WRITTEN TASK: Return every line of the records below word for word, leaving out the pictures.

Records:

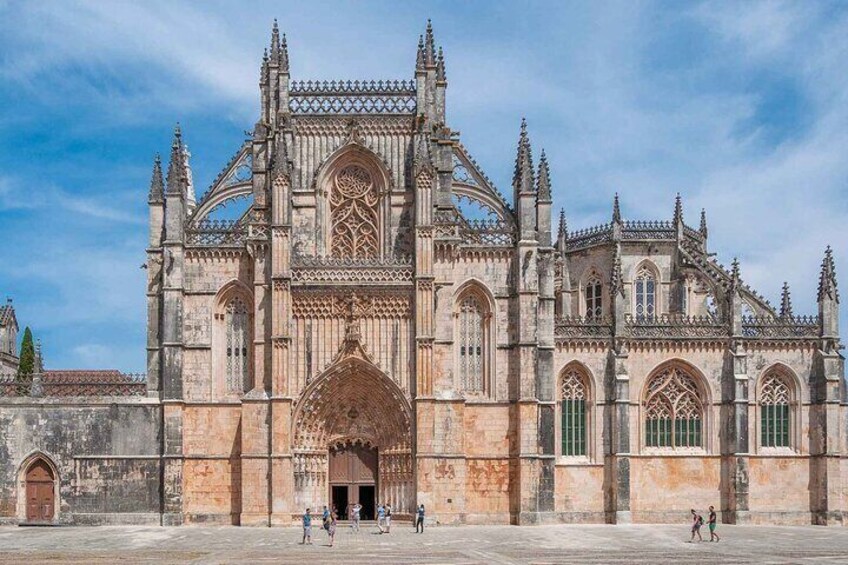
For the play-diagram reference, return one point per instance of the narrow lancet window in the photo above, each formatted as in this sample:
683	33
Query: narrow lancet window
775	402
237	321
593	297
573	416
674	411
645	294
471	343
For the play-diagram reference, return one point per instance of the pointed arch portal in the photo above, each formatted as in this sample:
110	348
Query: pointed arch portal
40	489
353	440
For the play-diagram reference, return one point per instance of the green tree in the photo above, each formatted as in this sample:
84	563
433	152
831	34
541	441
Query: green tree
27	357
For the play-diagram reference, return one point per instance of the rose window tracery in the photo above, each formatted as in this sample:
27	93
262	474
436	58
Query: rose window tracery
353	212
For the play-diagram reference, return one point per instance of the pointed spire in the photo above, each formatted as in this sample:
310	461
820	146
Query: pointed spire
440	67
176	168
616	277
785	302
157	182
543	183
734	274
616	210
430	46
284	55
419	58
522	179
827	278
275	44
263	71
678	209
38	363
562	233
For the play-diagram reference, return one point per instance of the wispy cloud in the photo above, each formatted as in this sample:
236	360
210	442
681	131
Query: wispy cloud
22	194
743	108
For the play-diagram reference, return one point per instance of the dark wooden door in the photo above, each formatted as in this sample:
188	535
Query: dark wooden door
353	471
40	489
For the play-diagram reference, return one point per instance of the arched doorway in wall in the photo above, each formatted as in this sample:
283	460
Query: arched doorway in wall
353	441
353	477
40	485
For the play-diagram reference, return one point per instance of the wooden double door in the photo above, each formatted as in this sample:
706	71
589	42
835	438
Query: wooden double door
40	492
353	479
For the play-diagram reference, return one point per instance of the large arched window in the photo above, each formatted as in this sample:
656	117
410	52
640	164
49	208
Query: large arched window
593	297
237	324
354	219
573	412
776	399
473	331
645	294
674	410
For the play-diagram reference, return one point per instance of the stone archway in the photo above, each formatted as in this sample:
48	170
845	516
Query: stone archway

TASK ANSWER:
For the play-diagram reference, return one point per instance of the narrow lancet window in the photo above, each formatted as in this sample:
683	33
Query: narrow lancet window
775	402
237	321
593	297
573	416
674	411
645	294
471	343
For the play-diagram reference, return one point per instance of the pointed arch portal in the photo above, each formatted as in this sample:
110	348
Query: pointed arch portal
40	489
353	440
For the play-diagram reference, return one point per instance of the green tree in the photo above, each formatted as in this sample:
84	563
433	152
831	34
541	441
Query: green tree
27	357
For the play-diagram reference, return one point per instance of the rose window tracery in the photo above, each formatted as in this sample:
27	93
262	474
436	58
Query: rose window tracery
353	212
For the play-diagram reference, return one point per instance of the pointed spire in the photo above, each formatted as in this sample:
310	461
820	146
Query: pointed spire
440	67
176	168
616	277
785	302
157	182
543	183
734	274
616	210
430	46
284	55
419	58
522	179
827	278
275	44
263	71
678	209
38	363
562	233
For the play-diagram reference, return one point per instance of the wispy cloud in the photo above, each formatted as in this sample:
236	360
210	442
681	131
Query: wispy cloud
22	194
743	108
For the play-diagram reference, return one point per instance of the dark wooden door in the photo above, each formatted as in this sample:
188	535
Query: dark wooden door
353	471
40	489
For the play-diagram reference, return one point per instance of the arched doorway in wall in the photo above, each formatted as in this sample:
283	460
Query: arched doorway in wall
353	441
353	477
40	485
For the play-diagram reference, return one point per instance of the wooden double door in the photo above, each formatted as in this sample:
706	71
589	42
835	438
Query: wooden double door
40	492
353	479
For the play-diagram reference, return one point per instance of the large arched window in the photo above, each formatted as in this sample:
656	117
410	52
640	164
49	208
Query: large arched window
593	297
237	324
354	219
573	412
776	399
473	331
645	294
674	410
For the play-diagram reference, return one point per instance of the stone archway in the photo above, each formatted as in this sample:
48	170
845	516
Query: stone archway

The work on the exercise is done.